(Exercise): Copy the data verbatim and leave out every picture.
---- Records for this exercise
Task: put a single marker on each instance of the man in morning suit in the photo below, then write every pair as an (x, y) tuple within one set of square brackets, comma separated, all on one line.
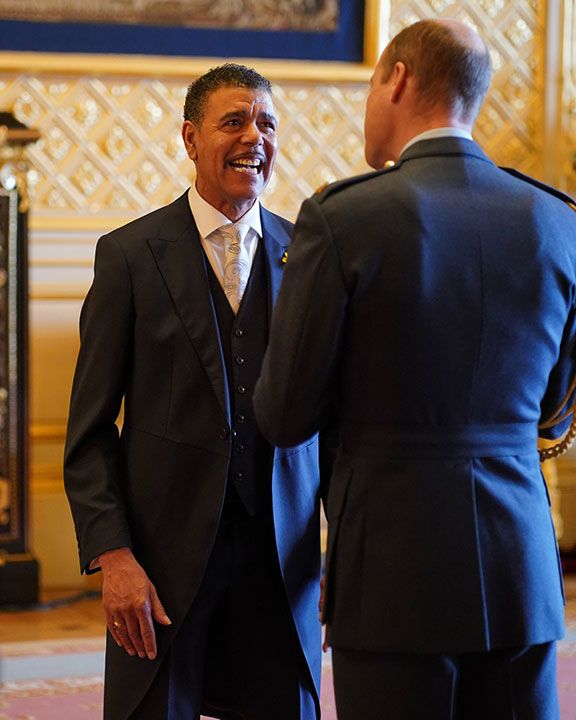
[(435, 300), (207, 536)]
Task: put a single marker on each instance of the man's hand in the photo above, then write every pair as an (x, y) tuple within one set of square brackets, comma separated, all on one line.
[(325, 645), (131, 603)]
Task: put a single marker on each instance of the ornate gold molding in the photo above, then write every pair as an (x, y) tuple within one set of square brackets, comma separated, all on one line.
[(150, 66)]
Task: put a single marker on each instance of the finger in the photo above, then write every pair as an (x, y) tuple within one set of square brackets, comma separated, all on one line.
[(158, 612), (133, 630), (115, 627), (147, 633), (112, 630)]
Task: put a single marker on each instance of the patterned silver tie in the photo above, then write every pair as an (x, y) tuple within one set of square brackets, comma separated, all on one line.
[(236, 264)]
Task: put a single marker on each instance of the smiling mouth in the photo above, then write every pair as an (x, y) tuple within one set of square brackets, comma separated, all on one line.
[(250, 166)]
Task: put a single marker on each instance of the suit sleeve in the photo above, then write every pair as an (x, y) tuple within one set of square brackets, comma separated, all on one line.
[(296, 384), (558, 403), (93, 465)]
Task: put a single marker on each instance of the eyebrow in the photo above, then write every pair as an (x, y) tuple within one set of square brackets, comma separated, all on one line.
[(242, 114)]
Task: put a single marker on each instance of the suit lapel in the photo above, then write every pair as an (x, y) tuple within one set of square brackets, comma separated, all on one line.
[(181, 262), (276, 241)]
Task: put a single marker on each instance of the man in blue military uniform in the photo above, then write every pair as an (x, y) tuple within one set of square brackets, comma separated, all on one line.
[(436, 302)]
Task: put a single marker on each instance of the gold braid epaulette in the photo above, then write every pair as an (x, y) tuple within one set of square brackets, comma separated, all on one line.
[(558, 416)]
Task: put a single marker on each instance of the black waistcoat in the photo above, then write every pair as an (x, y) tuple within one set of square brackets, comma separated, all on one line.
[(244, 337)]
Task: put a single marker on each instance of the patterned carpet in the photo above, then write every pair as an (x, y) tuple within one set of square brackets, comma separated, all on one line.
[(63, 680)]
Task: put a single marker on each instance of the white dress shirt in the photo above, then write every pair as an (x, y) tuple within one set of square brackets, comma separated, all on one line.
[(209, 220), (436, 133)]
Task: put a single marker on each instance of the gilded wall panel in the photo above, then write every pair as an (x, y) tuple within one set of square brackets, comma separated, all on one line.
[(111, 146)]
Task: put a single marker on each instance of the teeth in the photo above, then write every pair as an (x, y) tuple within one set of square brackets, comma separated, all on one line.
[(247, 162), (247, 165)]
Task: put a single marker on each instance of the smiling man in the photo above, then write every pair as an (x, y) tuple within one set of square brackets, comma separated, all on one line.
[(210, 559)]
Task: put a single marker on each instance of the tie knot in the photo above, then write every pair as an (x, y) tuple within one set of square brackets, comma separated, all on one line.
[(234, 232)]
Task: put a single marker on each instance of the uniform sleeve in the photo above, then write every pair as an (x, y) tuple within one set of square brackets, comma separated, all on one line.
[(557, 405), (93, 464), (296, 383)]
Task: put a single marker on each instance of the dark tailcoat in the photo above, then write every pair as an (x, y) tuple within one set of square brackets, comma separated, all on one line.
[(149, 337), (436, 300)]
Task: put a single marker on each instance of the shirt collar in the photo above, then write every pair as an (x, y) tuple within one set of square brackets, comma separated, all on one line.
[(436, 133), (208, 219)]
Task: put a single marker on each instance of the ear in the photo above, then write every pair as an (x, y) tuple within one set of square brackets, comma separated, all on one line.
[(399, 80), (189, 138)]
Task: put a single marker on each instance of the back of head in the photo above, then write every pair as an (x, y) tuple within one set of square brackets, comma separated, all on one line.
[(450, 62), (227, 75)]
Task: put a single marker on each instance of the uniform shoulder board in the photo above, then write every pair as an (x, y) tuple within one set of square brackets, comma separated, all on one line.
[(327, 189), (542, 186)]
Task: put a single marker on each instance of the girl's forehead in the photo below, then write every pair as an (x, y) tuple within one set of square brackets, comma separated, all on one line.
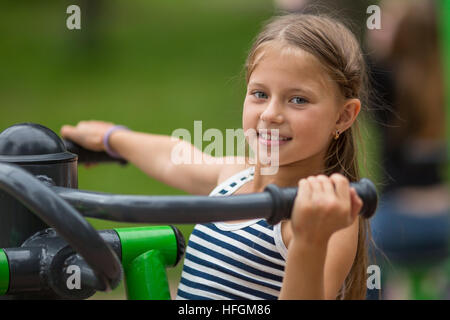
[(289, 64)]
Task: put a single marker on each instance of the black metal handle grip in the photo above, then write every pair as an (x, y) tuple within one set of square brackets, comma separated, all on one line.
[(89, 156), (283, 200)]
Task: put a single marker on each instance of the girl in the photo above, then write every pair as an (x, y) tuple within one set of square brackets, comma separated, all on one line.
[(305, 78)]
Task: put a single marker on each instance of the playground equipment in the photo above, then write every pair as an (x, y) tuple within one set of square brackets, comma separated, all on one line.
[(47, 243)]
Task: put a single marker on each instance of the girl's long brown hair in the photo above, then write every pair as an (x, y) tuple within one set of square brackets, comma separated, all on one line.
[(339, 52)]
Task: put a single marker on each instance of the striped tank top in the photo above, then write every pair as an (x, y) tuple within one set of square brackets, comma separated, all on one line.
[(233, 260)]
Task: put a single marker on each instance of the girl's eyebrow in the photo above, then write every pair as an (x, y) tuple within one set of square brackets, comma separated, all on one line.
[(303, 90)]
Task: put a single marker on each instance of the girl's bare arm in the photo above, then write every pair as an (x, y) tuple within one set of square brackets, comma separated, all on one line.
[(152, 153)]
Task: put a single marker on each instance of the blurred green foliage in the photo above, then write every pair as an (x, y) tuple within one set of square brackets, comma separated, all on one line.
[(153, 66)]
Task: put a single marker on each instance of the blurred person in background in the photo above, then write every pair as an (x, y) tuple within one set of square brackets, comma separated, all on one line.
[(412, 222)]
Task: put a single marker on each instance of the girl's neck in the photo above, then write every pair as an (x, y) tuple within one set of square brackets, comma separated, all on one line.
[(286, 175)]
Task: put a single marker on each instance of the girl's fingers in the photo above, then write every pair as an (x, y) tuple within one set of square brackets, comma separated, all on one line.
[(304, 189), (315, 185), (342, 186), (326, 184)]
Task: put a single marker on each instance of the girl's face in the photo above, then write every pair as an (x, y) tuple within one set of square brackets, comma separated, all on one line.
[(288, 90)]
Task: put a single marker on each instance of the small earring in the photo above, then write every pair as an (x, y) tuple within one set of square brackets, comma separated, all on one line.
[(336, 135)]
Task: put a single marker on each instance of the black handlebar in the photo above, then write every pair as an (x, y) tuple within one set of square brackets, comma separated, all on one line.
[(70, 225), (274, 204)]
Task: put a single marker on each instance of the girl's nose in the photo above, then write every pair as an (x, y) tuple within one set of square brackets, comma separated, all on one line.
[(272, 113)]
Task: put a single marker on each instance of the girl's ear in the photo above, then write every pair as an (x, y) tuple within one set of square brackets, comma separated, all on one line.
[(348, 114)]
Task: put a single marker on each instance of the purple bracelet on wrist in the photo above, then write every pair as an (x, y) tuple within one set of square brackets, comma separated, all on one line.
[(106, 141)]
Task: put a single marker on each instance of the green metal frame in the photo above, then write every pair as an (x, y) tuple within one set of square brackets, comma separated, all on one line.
--------
(Problem solution):
Task: put a single marker on each instance of the man in morning suit in the photo below, then write every pair as an (x, y) tuple within one set of square brackets, comma separated, all on one line.
[(435, 300), (207, 536)]
Task: put a single marker on each instance of the man's hand in the photo above, then write every pair as an (x, y) tuple within one set of square brackets, comma separated, all on one line.
[(325, 645), (131, 603)]
Task: put a single marker on each instance of the ornate gold molding in the photo above, then write every pair as an (x, y) tuple within one set of square brackets, comma separated, all on one line.
[(150, 66)]
Task: put a single marker on each instance of the finger in the photo above, then write every pair as an (x, y) tuple within one set of square brackets, comma separated, all on one line.
[(158, 612), (133, 630), (115, 627), (147, 633), (112, 630)]
Task: put a single marker on each instance of the patterned silver tie in the photo above, then write every pair as an (x, y) tuple within one set of square brackets, comma separated, all on one line.
[(236, 264)]
Task: put a single marker on each instance of the smiling mouth in the photo above, then write every pair as an (x, y) tuple within one set of square brackets, comma separated, all on one line.
[(250, 166)]
Task: put a single marker on each instance of the suit sleeve in the photo above, then write every pair as an (x, y) tuple within one set of square brackets, comma separated, all on one line.
[(296, 384), (558, 403), (93, 465)]
Task: put a single marker on each instance of the eyebrow in the photo above, then write every pair as an (x, y) tuple within one set of square brackets, comma separated, all on one line.
[(242, 114)]
Task: put a single marker on each instance of the suit lapel in the photo above, then write every pair as an (x, y) tuple within one set of square brackets, comma separated, all on one line.
[(181, 262), (276, 241)]
Task: put a single marker on each instance of the man in blue military uniform in the photo above, then write every pair as an (x, y) tuple within one set of square brackets, comma separated, all on one line.
[(436, 302)]
Task: put a single marker on each instance of the gold braid epaulette in the photo above, then write every pair as an (x, y) tuple within one set of square brackets, comma separated, all on one line.
[(558, 416)]
Task: put a single marker on each instance of the black waistcoat in the photo above, then write every pair as an (x, y) tuple within one set of square brackets, comma separated, all on one line.
[(244, 337)]
Task: put a single marker on each instance of the patterned carpet in the photo above, then write every pair as an (x, y) tuple within one set of square brackets, comma separated, all on one line.
[(63, 680)]
Task: put a single marker on each instance of the white dress shirt in the photo above, then write every pair as an (x, y) tuple within one set of square brackets, comma separated, all on one line.
[(209, 220), (436, 133)]
Task: put a single marker on each instance of the gilded wall panel in the photo above, then write every pair as an (x, y) tuple within one set of square brackets, comma separated, all on one line.
[(111, 146)]
Task: put a single marker on each instance of the teeth in the photo above, then write every pair as an (x, y) tuple within one set of square brackets, comma separated, all on one line.
[(247, 162), (247, 165)]
Task: put a single marker on each instance of the smiling man in the photo above, then write every pair as an (x, y) tuple within one set of square brackets, comma separated, all on one line.
[(210, 559)]
Task: put a single marker on each instance of the tie knot in the photo above, then write every pair as an (x, y) tuple within one set of square brackets, comma separated, all on one line.
[(234, 232)]
Task: put a single marker on each instance of the uniform sleeve in the photo above, then write every pair as an (x, y) tuple within one set of square brackets, comma separated, all on one line.
[(557, 405), (93, 464), (296, 383)]
Task: put a single marker on each instance of the dark tailcoat in the photo above, then write every pair as an (x, y) tuple within one set of square brackets, comma separated, all on one line.
[(149, 337), (436, 300)]
Task: put a single marker on each instance of the shirt collar in the photo above, then write every pair as an (x, y) tuple within one set of square brackets, comma separated, all on one line.
[(436, 133), (208, 219)]
Task: put a single marker on each instance of the ear in the photo above, then write every pair as an (x, y) tuple within one set of square brackets, comma separated, all on one line.
[(399, 80), (189, 138)]
Task: put a single marker on each instance of the back of head in the photo above, then write every pair as an (x, y) tuple within one set of square brackets, comma separated, all on one line.
[(450, 62), (227, 75)]
Task: put a single marker on each instance of the uniform shoulder board in the photo above, then write every pair as an (x, y) tuple within one set of square brackets, comma separated, all on one line.
[(327, 189), (542, 186)]
Task: put a single marker on each instance of the girl's forehead in the photo below, then write every pair as an (x, y) tuple within one set of square brackets, comma separated, all on one line.
[(289, 64)]
Task: put a single marker on each instance of the black metal handle grip in the photo above, then write every pair as an (x, y) tuple within one set of square brackets, comma separated, all on one line.
[(89, 156), (283, 200)]
Task: put a single marker on each instance of the girl in the photo above, then write every pair as an (x, y) tuple within one set of square brackets, comma separated, all on one line.
[(305, 78)]
Task: put a single marker on each instance of the playground equipment in the photo above, then write every pair as an (x, y) tuple within one set of square brackets, comma separated, all on one line.
[(47, 243)]
Task: put a single marker on each instance of the girl's long brown hair in the photo above, then write every pair as an (x, y) tuple within one set of square brackets, comma separated, all on one line.
[(339, 52)]
Task: put a single marker on each instance of the striped tank top in the photo above, then write every pair as an (x, y) tuple within one set of square brackets, comma separated, all on one line.
[(233, 260)]
Task: put a single marker on each instance of the girl's eyebrow in the photo above, then write every pair as an (x, y) tuple within one set of square brackets, comma separated, all on one line.
[(303, 90)]
Task: put a single marker on each instance of the girl's bare arm in the photo above, then write every pair as an (x, y) tuple within one set of square brackets, comma separated, all on one line.
[(152, 153)]
Task: put a single marker on each instance of the blurred green foliage in the photo above, then write every pair as an (x, y) tuple within one set of square brackets, comma separated, all on one line.
[(153, 66)]
Task: put a single marker on each instance of the blurred person in background in the photo above, then write every pair as an (x, y) tuple within one set of square brackets, comma separated, all on one line.
[(412, 222)]
Task: put a single marker on each instance of the girl's neck in the photo above, then write every pair as an (x, y) tuple within one set of square brackets, comma separated, all on one line.
[(286, 175)]
Task: put a single marker on each instance of the girl's fingers in the photo above, then write every pair as an (x, y) tuple within one set of square brackets, comma separated, all on one line.
[(304, 189), (315, 185), (342, 186), (326, 184)]
Task: put a single marker on each instance of the girl's face in the photo above, then write every pair as an (x, y) tuple within one set of square brackets, comma separated, all on one line.
[(288, 90)]
Task: put a single marker on each instance of the small earring in the photo above, then write every pair as an (x, y) tuple within one set of square brackets, comma separated, all on one line.
[(336, 135)]
Task: put a single marker on each instance of the black handlebar in the photo above, then write every pair as an (x, y) tuple within one set of square brackets, comma separated, all on one line.
[(70, 225), (274, 204)]
Task: put a single marker on each instance of the girl's nose in the photo above, then write every pair as an (x, y) tuple within one set of square brackets, comma separated, all on one line.
[(272, 113)]
Task: put a single marker on each instance of the girl's ear in the photo above, then write every pair as an (x, y) tuple within one set of square brackets, comma separated, all on one line.
[(348, 114)]
Task: put a single marker on each instance of the purple bracelet on wrist in the photo above, then write every pair as an (x, y) tuple within one set of square brackets, comma separated, all on one line.
[(106, 141)]
Task: put a single marker on each instance of the green metal frame in the photo above, then write every pair as an (x, y) tuple within one set of square brackets, comma separated, all on one line.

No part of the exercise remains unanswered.